Passage to read:
Filed under: Food, General, health, History and Culture, Israeliness, Life
Also called Sharon Fruit by some — the name Sharon Fruit comes from the Sharon plain where they’re grown in Israel — the persimmon tree was first cultivated in China thousands of years ago, and is now grown the world over. Besides China, Japan, Brazil and Korea, which are the major producers, Israel also has an expanding persimmon industry and its particular variety is the Sharon Fruit, although the local industry just calls it persimmon, or ‘afarsimon‘ in Hebrew.
And if you like the persimmon, it seems that a persimmon a day does more to reduce the risk of heart disease than an apple, according to Shela Gorinstein, a research associate with the department of medicinal chemistry in the School of Pharmacy at Hebrew University. According to a study published back in 2001 in ScienceDaily, many persimmons contained twice as much dietary fiber as apples, while the peels of both fruits had higher fiber levels than the pulp or the whole fruit. Persimmons also contained more of the major phenolics (antioxidants) than apples.
Around here, you can find persimmons through November and December, and often into the winter. I like their Thanksgiving-like orange hue, and it’s one of those rare occasions where the fruit that’s in season here is also in season in the U.S., making my recipe-hunting that much easier.
Here’s a salad I put together this weekend, utilizing both persimmons and avocados, which are both in season right now. It served 10, including some avowed non-persimmon eaters.
A Persimmony Salad
4 persimmons, peeled, halved and thinly sliced
3 avocados, peeled and wedged
2 large bunches bibb lettuce, torn
Toasted and chopped pecans (if you live in Israel, you can use the candied pecans, much sweeter)
For the dressing, I combined olive oil, balsamic vinegar, a cooked down syrup of tangerine juice and zest (but you could just squeeze some tangerine juice into your dressing) and cinnamon. The recipe I was working off of used walnut oil or hazelnut oil, but this tasted fine.
(Tangerine pieces could also be good in this, as would thinly sliced fennel or kohlrabi, for some crunch.)

Dataset content:
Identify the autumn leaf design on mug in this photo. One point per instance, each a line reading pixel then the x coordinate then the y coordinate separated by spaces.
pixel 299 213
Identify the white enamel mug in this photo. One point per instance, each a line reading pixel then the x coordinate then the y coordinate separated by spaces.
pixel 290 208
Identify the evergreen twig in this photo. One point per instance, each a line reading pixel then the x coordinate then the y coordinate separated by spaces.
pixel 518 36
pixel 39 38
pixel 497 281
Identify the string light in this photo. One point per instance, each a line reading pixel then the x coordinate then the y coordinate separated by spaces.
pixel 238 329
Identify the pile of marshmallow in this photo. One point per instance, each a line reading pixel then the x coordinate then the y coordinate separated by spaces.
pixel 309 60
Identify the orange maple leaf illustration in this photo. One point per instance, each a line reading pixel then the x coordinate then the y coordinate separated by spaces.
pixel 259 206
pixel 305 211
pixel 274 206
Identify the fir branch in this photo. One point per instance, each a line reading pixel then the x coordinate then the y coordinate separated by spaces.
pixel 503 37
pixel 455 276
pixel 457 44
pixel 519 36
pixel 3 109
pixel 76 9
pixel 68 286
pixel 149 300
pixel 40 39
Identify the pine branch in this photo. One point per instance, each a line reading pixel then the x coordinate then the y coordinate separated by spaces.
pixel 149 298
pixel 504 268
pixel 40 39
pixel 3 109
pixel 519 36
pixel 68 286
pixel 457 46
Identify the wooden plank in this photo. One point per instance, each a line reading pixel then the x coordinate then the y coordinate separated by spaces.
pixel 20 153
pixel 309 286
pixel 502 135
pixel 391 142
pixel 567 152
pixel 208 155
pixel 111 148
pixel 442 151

Exercise prompt: In the text about persimmons, where does the name Sharon Fruit come from?

Solution for this exercise: It comes from the Sharon plain in Israel, where the fruit is grown.